AMES, Iowa ? Iowa Learning Farms (ILF) will sponsor a strip-tillage and cover crop management field day at the Ann Smeltzer Charitable Trust Farm, south of Otho in Webster County, on Wednesday, July 20, from 6-8 p.m. The field day is free, includes a complimentary dinner and the public is invited to attend.

The field day will focus on strip-tillage and cover crop management. Attendees can view in-field demonstrations of mole knife and dual-coulter style strip-till equipment and discuss strip-till management with Gary and Dave Nelson. The Nelson father and son team manage the Smeltzer Farm row crop acres as part of their family farm operation. Strip-tillage marries the best aspects of conventional tillage with the benefits of no-till. Before planting (fall post-harvest, or spring pre-plant) a strip-tillage implement creates strips of tilled soil. Surface residue is left undisturbed between the tilled strips. Corn or soybeans are planted into the tilled soil strips, which warm and dry faster than the rest of the field. This practice offers better water infiltration, improved soil structure, and potential for reduced fuel, machinery and other crop input costs.

▶ What is expected
Continue the field day announcement from its last sentence.

▶ Listed entries
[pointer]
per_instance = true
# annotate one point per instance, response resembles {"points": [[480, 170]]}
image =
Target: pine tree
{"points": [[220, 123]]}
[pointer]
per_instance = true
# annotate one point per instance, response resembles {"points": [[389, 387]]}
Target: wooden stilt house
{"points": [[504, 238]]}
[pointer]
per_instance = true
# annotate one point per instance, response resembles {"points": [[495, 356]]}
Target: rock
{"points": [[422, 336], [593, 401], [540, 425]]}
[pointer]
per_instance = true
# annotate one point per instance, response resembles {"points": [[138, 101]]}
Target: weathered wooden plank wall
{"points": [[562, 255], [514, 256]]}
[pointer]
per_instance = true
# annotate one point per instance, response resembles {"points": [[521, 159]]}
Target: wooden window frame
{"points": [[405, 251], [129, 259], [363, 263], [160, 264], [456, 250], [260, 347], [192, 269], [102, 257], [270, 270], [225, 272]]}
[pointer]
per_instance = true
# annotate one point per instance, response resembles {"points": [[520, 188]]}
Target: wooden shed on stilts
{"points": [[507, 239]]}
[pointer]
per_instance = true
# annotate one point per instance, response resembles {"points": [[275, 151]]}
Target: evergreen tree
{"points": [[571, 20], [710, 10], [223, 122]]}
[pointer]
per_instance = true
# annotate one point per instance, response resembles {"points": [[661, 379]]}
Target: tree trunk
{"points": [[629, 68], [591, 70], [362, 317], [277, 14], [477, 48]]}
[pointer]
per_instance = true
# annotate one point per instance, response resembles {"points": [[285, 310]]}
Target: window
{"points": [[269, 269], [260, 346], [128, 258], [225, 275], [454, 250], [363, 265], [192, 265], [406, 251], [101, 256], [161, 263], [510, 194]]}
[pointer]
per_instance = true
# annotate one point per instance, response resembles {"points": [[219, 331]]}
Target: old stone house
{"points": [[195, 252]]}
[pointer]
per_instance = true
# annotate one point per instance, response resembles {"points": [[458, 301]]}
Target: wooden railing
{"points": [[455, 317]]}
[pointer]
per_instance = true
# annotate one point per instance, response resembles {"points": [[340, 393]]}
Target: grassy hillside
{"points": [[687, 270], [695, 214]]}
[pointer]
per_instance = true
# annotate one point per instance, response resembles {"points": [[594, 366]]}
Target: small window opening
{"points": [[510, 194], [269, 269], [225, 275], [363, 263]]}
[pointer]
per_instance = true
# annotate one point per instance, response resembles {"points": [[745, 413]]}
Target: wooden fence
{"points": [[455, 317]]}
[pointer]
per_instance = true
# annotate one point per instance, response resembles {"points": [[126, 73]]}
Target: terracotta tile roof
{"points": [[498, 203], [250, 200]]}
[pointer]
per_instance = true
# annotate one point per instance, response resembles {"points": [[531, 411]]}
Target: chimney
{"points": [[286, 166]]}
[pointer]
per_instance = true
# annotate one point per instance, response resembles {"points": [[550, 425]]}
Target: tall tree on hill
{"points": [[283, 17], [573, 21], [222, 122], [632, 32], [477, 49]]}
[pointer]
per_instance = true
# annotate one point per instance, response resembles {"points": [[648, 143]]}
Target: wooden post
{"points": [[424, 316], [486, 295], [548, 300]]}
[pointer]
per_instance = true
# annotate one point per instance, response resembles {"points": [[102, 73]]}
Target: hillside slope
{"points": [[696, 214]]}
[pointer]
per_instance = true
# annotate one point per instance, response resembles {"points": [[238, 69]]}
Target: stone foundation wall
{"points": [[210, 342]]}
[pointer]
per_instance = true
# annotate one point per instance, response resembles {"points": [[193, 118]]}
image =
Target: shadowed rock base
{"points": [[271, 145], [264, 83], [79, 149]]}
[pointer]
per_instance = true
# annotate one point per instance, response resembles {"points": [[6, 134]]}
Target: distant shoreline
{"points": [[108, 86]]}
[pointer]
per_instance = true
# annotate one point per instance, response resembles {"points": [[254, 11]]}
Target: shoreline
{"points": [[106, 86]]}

▶ Exercise response
Other field day speakers include Sarah Carlson, research and policy director with Practical Farmers of Iowa, who will discuss fall-seeded cereal grain cover crop management and will highlight the Smeltzer Farm demonstration site of corn planted into fall 2010 aerial-seeded winter rye cover crop. Laura Christianson, Ph.D. candidate in the Agricultural and Biosystems Engineering department at Iowa State University, will discuss wood chip bioreactors and other techniques to limit nitrate transport to water bodies. A denitrifying bioreactor is one of many soil and water quality-enhancing features of the Smeltzer Farm.

Bring the family
Visitors of all ages can learn something about Iowa agriculture at the Smeltzer Farm. Families are encouraged to come to the field day to see the Conservation Station. The Conservation Station's rainfall simulator shows the effects of rain on several different surface scenarios and subsurface drainage including highly disturbed land, no-till and residue-covered surfaces, buffers and permeable pavement. The learning lab portion of the Conservation Station includes displays and activities highlighting why soil and water quality are important to everyone. Kids can become members of the "conservation pack" by participating in the Conservation Station activities.

The Smeltzer Farm is a unique experience as it contains examples of almost every conservation practice that can be put in place. The Ann Smeltzer Charitable Trust board oversees the management of the farm and works to develop the farm that Miss Smeltzer envisioned ? a learning environment for conservation practices and environmental issues.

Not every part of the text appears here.